RECORDS SUPPLIED –

########

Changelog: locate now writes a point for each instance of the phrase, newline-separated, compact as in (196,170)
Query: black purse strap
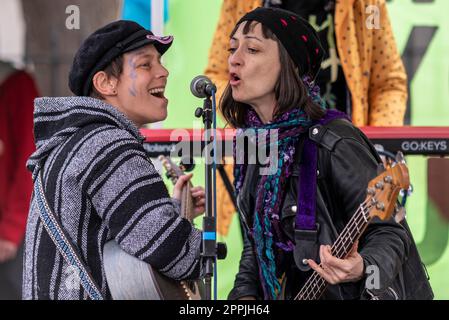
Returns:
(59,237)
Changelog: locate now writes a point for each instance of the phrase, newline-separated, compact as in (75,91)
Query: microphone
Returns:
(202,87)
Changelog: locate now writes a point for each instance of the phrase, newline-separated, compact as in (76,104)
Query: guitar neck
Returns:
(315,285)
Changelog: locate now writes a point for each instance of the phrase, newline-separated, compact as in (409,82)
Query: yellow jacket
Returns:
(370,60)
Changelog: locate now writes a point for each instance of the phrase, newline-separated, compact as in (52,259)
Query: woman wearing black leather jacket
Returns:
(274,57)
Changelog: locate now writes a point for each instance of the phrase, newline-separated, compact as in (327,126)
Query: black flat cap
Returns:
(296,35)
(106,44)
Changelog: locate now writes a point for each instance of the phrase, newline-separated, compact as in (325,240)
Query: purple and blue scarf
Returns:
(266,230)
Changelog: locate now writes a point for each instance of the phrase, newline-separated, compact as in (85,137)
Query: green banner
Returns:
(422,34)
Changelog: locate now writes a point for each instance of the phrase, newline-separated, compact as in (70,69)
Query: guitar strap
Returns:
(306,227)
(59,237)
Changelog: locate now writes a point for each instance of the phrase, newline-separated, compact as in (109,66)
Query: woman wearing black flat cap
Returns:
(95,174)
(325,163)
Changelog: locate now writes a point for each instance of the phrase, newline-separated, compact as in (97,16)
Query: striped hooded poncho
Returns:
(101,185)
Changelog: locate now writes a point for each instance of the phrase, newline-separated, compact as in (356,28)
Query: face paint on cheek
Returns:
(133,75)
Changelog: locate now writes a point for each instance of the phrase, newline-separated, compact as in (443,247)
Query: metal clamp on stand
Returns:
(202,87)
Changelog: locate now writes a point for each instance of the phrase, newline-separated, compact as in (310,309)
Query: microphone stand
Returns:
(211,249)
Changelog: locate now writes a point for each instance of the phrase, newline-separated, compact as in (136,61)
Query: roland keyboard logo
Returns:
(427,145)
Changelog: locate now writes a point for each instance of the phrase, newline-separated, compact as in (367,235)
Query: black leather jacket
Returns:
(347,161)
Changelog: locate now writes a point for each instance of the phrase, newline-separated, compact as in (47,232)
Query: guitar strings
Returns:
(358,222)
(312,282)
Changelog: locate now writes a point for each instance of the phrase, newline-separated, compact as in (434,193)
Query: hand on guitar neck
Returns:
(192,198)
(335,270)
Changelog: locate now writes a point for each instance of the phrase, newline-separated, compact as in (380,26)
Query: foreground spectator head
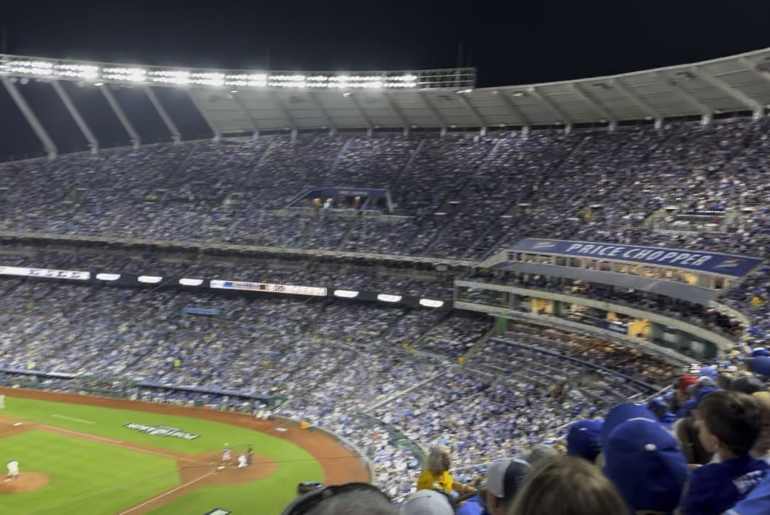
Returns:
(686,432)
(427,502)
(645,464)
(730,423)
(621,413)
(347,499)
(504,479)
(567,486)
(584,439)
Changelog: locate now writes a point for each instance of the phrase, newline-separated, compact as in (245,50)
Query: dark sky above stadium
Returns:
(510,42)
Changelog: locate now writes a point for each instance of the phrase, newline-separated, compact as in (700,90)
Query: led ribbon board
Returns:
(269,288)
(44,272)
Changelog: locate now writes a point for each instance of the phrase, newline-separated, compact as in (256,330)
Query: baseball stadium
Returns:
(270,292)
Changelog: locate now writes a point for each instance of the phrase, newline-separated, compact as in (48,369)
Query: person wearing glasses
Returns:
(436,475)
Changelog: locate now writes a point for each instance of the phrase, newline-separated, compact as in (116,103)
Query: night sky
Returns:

########

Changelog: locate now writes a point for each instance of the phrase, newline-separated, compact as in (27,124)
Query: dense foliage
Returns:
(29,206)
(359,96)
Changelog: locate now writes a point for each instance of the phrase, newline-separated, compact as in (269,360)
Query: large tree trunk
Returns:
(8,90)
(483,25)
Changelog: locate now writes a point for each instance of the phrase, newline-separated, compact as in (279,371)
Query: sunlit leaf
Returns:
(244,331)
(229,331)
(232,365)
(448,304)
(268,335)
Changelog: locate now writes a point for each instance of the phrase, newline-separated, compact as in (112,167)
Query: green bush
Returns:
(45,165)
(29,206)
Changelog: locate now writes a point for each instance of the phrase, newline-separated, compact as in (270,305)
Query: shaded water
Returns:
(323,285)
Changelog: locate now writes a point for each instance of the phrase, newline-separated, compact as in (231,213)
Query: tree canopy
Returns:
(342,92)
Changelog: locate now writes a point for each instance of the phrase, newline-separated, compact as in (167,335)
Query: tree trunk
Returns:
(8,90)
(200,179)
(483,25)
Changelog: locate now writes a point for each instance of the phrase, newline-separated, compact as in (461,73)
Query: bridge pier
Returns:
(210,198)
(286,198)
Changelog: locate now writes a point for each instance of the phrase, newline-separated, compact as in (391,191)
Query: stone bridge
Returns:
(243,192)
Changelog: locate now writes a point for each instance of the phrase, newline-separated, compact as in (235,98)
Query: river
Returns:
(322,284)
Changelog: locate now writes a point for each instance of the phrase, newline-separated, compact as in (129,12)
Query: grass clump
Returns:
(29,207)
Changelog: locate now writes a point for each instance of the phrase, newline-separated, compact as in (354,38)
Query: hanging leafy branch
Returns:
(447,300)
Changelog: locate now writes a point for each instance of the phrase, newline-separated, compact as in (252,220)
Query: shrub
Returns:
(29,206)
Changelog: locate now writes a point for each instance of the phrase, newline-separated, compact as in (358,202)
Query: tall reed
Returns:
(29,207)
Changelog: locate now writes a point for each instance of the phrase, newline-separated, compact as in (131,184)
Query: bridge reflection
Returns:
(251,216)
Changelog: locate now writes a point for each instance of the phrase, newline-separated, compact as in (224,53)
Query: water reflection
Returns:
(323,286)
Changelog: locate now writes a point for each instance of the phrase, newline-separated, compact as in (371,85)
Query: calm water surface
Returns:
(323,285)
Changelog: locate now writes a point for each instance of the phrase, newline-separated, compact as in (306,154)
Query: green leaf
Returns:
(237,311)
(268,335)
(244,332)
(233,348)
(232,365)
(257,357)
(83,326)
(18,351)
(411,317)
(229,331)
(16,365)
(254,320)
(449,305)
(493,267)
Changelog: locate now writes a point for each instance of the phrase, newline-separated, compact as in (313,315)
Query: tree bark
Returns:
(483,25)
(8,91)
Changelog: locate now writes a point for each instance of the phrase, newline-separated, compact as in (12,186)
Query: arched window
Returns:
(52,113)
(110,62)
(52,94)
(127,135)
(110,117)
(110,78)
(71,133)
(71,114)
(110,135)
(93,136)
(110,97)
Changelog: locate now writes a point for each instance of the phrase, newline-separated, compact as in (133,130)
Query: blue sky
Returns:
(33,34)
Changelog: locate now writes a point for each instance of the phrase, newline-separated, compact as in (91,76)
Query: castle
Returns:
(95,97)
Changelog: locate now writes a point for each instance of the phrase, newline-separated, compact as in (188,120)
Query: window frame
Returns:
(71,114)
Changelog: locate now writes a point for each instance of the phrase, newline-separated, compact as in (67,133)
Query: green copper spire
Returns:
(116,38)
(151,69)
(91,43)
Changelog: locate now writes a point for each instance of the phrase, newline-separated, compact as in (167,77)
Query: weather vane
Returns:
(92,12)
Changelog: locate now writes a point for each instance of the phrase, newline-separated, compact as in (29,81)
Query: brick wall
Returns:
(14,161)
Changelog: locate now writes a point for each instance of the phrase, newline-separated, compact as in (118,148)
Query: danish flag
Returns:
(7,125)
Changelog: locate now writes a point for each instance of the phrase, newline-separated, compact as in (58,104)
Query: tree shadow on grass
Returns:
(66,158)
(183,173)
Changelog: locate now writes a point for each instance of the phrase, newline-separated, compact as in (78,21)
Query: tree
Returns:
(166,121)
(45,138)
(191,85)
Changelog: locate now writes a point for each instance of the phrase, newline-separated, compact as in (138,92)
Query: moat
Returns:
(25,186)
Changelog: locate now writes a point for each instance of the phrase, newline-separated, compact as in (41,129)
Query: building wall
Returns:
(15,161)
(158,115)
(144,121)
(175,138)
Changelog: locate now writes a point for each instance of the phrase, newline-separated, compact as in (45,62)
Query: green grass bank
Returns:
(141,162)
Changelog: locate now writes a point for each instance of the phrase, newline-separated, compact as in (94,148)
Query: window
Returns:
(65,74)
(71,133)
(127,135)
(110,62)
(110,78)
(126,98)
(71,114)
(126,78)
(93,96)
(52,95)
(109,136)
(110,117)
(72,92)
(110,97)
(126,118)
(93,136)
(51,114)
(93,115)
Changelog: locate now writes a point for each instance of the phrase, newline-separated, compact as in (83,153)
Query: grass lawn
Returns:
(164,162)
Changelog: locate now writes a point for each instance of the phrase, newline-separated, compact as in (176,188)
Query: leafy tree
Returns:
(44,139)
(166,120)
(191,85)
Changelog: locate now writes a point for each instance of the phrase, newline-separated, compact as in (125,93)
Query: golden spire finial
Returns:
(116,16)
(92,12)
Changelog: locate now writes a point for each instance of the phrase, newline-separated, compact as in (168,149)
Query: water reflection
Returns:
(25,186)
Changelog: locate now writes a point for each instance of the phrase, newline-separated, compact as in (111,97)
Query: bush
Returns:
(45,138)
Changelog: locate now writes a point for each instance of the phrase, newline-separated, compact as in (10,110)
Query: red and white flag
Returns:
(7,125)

########

REQUIREMENTS –
Locate every line above that contains the word "spire", and copy each one in full.

TASK RESULT –
Query: green copper spire
Query: golden spire finial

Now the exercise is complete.